• What to do: Please present everything from the start of the items below down to the line containing "[0,0,272,155]", inclusive, as a Markdown table with the columns No. and Text. Number the rows in order and leave out blank lines.

• Listing:
==*==

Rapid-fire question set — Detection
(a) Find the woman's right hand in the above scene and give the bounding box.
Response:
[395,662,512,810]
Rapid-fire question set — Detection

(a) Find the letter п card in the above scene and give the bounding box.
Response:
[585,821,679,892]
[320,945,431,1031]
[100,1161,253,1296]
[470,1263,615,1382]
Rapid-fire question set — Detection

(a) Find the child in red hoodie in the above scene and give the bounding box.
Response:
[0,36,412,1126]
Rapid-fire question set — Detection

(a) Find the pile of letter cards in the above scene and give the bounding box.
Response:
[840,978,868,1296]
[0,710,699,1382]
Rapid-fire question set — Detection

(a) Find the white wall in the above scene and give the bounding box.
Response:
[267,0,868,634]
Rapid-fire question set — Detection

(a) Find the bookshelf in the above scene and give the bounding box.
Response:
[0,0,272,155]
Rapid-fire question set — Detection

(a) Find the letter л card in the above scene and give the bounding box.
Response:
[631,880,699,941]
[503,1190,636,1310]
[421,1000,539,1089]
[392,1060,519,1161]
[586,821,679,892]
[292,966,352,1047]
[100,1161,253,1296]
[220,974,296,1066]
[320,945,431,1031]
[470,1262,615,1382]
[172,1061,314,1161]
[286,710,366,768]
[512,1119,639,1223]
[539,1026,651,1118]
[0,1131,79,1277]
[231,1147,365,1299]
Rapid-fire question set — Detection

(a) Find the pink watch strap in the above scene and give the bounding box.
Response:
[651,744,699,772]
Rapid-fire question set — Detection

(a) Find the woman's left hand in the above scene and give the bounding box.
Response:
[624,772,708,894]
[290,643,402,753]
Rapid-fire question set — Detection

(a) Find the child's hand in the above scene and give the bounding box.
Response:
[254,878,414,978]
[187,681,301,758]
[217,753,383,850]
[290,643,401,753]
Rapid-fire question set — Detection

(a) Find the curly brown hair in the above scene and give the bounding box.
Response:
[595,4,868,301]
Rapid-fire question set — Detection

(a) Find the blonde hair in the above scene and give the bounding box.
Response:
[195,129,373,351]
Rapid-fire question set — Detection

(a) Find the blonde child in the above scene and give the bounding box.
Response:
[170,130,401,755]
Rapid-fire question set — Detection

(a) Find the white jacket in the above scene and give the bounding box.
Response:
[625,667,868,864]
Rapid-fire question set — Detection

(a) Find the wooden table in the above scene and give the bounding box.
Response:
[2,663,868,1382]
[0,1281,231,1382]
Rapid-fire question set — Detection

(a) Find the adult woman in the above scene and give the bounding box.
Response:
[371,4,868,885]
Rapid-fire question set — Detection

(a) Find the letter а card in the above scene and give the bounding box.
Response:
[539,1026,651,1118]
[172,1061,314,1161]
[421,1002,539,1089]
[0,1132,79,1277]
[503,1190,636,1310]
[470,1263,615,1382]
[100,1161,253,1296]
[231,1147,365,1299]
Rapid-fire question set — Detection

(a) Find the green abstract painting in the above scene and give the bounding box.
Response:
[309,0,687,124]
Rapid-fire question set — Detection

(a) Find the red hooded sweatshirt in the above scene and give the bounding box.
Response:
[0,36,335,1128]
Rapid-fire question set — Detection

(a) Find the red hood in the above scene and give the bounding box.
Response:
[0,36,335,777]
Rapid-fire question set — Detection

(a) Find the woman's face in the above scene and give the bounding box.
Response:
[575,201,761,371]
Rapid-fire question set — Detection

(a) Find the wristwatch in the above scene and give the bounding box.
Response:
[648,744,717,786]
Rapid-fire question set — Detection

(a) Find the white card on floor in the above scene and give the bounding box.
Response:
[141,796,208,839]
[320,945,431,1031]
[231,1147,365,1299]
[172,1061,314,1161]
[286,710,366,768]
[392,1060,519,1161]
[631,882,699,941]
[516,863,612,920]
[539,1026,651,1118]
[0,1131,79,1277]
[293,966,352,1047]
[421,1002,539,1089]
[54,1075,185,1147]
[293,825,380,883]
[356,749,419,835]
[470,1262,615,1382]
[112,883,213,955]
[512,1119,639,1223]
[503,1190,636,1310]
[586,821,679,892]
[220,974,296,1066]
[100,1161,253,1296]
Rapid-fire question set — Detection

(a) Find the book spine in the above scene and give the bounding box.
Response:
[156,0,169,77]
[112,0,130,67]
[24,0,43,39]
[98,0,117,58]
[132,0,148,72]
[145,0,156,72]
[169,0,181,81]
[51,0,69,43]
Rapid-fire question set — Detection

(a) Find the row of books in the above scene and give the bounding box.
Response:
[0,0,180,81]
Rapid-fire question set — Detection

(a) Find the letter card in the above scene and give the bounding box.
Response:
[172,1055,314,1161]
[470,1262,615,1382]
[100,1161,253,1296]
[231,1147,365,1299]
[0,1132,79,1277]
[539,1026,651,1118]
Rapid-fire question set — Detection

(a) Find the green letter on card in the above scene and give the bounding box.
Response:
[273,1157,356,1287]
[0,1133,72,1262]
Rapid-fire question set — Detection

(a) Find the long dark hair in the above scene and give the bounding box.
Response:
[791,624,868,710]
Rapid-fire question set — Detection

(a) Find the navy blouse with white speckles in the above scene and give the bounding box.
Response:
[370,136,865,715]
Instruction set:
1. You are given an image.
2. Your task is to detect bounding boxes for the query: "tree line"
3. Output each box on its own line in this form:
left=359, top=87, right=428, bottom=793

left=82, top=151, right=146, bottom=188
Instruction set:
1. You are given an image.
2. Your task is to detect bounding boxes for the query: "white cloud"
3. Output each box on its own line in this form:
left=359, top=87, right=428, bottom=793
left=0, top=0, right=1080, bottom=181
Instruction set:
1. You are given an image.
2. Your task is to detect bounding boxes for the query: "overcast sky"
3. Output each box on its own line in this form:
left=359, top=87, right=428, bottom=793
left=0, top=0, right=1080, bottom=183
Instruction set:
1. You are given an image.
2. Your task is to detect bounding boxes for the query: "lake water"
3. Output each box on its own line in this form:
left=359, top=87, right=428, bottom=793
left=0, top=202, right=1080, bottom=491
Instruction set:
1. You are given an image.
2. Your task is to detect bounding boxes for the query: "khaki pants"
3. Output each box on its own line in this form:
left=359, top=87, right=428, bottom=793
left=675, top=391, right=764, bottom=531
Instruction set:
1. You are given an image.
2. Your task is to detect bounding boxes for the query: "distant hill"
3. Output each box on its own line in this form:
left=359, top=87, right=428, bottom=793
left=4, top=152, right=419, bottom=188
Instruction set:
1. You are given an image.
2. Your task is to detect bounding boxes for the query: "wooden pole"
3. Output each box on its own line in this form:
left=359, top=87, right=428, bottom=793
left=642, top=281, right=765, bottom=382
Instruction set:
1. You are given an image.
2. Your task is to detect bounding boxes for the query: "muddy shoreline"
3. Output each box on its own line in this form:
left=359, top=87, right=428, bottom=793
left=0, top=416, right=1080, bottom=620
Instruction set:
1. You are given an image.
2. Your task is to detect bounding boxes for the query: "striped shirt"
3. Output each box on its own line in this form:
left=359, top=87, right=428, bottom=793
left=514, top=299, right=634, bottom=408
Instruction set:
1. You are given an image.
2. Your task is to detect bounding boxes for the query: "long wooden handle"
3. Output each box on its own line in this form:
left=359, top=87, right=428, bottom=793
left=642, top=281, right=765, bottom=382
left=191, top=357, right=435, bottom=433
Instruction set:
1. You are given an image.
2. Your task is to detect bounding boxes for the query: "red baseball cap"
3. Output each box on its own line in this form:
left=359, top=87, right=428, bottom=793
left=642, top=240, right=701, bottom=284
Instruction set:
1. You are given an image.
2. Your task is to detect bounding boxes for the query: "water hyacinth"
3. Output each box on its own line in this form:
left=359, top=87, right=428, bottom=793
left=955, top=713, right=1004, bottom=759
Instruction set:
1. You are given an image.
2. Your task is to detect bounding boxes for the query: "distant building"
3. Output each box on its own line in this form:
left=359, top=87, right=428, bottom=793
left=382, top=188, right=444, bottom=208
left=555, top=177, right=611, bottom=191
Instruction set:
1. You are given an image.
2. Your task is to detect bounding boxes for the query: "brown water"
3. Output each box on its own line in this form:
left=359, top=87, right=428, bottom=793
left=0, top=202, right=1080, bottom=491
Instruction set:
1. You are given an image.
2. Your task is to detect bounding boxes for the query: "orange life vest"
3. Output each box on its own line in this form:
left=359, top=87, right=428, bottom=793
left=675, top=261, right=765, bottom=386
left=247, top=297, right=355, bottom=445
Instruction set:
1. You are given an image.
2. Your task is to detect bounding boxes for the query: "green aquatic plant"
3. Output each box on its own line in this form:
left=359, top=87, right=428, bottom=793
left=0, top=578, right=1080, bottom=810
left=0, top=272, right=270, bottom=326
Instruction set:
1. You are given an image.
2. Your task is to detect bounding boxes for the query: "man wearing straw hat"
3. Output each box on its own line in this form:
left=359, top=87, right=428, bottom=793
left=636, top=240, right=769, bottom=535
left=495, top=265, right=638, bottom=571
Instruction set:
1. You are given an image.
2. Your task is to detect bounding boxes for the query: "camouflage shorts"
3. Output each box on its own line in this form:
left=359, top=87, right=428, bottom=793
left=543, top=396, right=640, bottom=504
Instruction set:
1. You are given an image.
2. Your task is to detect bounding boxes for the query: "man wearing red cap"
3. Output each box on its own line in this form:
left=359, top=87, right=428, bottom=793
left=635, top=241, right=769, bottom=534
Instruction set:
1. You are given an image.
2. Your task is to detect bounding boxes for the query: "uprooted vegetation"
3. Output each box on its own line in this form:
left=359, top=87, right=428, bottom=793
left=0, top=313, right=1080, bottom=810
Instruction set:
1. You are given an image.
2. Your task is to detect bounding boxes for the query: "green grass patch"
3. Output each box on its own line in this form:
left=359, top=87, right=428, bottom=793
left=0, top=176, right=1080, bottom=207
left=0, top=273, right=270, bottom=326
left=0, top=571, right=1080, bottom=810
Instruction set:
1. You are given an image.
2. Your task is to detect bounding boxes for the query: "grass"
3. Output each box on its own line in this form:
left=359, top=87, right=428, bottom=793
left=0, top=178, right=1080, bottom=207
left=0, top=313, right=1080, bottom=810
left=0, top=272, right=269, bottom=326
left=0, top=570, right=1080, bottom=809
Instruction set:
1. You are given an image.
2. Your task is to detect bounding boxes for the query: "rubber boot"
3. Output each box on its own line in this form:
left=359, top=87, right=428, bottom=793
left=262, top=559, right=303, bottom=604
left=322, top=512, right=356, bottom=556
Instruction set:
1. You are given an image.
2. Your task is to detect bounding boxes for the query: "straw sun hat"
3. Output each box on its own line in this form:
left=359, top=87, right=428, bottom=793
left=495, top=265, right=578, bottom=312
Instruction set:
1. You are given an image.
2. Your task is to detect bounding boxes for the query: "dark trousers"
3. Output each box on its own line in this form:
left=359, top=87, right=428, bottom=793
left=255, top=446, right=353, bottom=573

==*==

• Response for this exercise:
| No. | Text |
|---|---|
| 1 | Rapid-fire question set — Detection |
| 2 | (a) Find the woman's right hand in the above scene and give the bounding box. |
| 3 | Response: |
| 4 | [395,662,512,810] |
| 5 | Rapid-fire question set — Detection |
| 6 | (a) Find the letter п card in the above scene and give the bounding box. |
| 7 | Response: |
| 8 | [585,821,679,892] |
| 9 | [320,945,431,1031] |
| 10 | [100,1161,253,1296] |
| 11 | [470,1263,615,1382] |
| 12 | Rapid-fire question set — Detection |
| 13 | (a) Find the child in red hoodie in the above scene and give the bounding box. |
| 14 | Response: |
| 15 | [0,36,412,1126] |
| 16 | Rapid-fire question set — Detection |
| 17 | (a) Find the pile of letter cards in the above scene and give the bounding box. |
| 18 | Response: |
| 19 | [840,978,868,1296] |
| 20 | [0,710,699,1382] |
| 21 | Rapid-fire question set — Detection |
| 22 | (a) Find the white wall in the above scene and give the bounding box. |
| 23 | Response: |
| 24 | [267,0,868,634] |
| 25 | Rapid-fire question set — Detection |
| 26 | (a) Find the bookshelf in the above scene and give the bounding box. |
| 27 | Response: |
| 28 | [0,0,272,155] |